> **EXERCISE DESCRIPTION**:
Nothing should be left out: repeat all the data exactly.

> **Data entries**:
=== Begin Enclosure ===

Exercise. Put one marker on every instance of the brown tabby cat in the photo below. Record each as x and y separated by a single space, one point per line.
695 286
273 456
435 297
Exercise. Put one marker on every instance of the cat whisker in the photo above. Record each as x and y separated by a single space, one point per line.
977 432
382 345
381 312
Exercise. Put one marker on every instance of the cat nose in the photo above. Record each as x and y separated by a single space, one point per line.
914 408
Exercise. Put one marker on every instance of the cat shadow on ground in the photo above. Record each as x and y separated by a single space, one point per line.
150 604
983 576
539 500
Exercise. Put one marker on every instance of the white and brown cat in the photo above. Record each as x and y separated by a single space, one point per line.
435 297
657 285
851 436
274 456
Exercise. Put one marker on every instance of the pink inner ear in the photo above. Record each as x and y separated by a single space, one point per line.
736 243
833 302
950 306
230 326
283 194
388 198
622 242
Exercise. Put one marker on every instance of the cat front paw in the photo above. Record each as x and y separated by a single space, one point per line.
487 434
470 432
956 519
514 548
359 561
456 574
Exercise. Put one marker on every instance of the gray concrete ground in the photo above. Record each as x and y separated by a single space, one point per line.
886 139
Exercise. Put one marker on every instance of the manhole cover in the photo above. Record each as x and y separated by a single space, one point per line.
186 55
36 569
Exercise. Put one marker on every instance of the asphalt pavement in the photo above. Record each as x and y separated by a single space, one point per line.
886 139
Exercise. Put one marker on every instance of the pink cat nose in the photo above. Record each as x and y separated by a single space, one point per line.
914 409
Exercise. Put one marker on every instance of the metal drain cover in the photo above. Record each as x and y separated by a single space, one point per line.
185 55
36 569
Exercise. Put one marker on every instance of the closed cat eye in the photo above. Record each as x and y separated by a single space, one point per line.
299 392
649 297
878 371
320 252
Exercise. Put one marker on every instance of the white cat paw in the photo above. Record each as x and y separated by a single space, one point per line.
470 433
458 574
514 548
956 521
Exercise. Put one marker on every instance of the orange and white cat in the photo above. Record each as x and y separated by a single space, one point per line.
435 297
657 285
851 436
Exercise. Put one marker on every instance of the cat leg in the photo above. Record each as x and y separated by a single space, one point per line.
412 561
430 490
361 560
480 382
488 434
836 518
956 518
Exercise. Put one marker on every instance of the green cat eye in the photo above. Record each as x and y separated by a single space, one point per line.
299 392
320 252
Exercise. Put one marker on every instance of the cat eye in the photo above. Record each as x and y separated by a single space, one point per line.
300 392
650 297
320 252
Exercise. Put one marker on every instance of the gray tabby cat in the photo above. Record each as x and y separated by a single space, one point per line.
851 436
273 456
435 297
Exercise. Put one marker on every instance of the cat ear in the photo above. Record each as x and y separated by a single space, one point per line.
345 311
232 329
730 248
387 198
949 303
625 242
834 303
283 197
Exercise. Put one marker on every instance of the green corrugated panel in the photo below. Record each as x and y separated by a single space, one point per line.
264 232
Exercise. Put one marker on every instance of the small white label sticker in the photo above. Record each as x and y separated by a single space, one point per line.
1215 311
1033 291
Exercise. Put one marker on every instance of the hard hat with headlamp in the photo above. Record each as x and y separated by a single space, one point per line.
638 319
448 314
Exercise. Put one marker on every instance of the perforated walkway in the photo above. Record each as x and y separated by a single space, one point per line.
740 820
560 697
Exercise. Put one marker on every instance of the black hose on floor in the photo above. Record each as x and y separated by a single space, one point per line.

=== End Enclosure ===

> **RESULT OF THIS EXERCISE**:
Exercise. Put one marker on every instance of the brown tabby cat in the photo below. Record each as x and y separated by a single space, one point per line.
695 286
273 456
435 297
Exercise. Put one marker on every instance of the cat whisker in the photo above. Record each as x and y separated by a single space, one point per line.
977 432
382 345
381 312
Exercise. Put one marker on every instance of the cat nose in the photo above. Record each as x and y separated by a single space, one point per line.
914 408
Exercise. Put one marker on every instance of the cat shadow on ground in the photo above. Record each as x and y separated by a single space, one point per line.
150 604
983 576
539 500
Exercise. Put one marker on every instance of the white and brown cat in the photo above. Record each as x and y separated by a single space, one point per line.
435 297
657 285
851 436
274 456
Exercise. Put one marker on every instance of the pink inner ear in the photo above. Record each as x and y separated by a single space, one point per line.
736 243
833 302
950 306
230 326
283 194
388 198
622 242
Exercise. Put one marker on every instance of the cat front paw in the photo above. Record each as x and y separated by a single space, one point per line.
487 434
470 432
956 519
514 548
359 561
456 574
Exercise. Put one marker on every instance of the gray concrete ground in the photo above. Record each as x and y separated by a single space, one point per line.
886 139
Exercise. Put one marker on every instance of the manhole cover in the photo above. Record each as x and y separated by a single space, one point per line.
186 55
36 569
Exercise. Put one marker on every instance of the asphalt pavement in the photo above. Record each as x and y separated by a single space, one point per line.
886 139
Exercise. Put one marker on every instance of the pink cat nose in the photo above. Record each as x and y separated by a single space, one point per line.
914 409
Exercise. Put one marker on every instance of the metal drain cover in the photo above. Record each as x and y separated by a single space, one point per line.
185 55
36 569
Exercise. Put one marker on every instance of the closed cat eye in the photo above. Record each as x and y separated by a single space, one point per line.
299 392
649 297
878 371
320 252
Exercise. Put one marker on every instance of the white cat paw in the photo above. Record each as x and y separated by a single space, one point per line.
470 433
458 574
514 548
956 521
Exercise. Put one marker on every instance of the orange and white cat in the photo above. Record each as x and y separated by a single space, one point per line.
435 297
657 285
851 436
Exercise. Put one marker on every instance of the cat leg in the photo above. Record each as x and y separated by a single space, one point per line.
412 561
430 490
361 560
480 382
488 434
836 518
956 518
Exercise. Put one marker on every instance of the green cat eye in the photo above. Record each as x and y separated by a single space, one point per line.
299 392
320 252
Exercise. Put one marker on every instance of the cat eye in the photo above. Record each as x and y separated by a single space, one point per line.
300 392
650 297
320 252
Exercise. Put one marker on every instance of the gray tabby cat in the photo above. Record each as x and y separated by a single space, one point per line.
851 436
273 456
435 297
Exercise. Put one marker on every instance of the cat ear in the photo above. Record each as x and y separated by a single space, one point per line.
345 311
232 329
730 248
387 198
949 303
625 242
834 303
283 197
Exercise. Put one marker on every instance of the green corrugated panel in the photo below. Record each as x and y separated by a single space, one point per line.
264 232
Exercise. Put one marker on every instance of the small white label sticker in the photo above. Record each as x and y separated by a single space, one point per line.
1215 311
1033 291
Exercise. Put one marker on every instance of the hard hat with headlamp in the photo above. Record each as x and y separated by a single space, one point per line.
638 319
448 314
Exercise. Put one marker on every instance of the perforated walkway in the photo above. Record each as x and y separated by a single space, one point per line.
740 820
560 697
Exercise. Put one marker on every instance of the black hose on floor in the photo above. Record each as x and y separated by a single space, one point per line.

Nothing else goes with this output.